======== Record list
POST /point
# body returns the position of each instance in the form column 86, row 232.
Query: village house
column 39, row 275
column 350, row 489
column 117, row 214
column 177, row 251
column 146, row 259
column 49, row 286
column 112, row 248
================
## Objective
Reproduce every one of the records above, line for line and with no changes.

## Full solution
POST /point
# body returns the position of each instance in the form column 86, row 232.
Query: village house
column 39, row 275
column 350, row 489
column 117, row 214
column 177, row 251
column 146, row 259
column 49, row 286
column 112, row 248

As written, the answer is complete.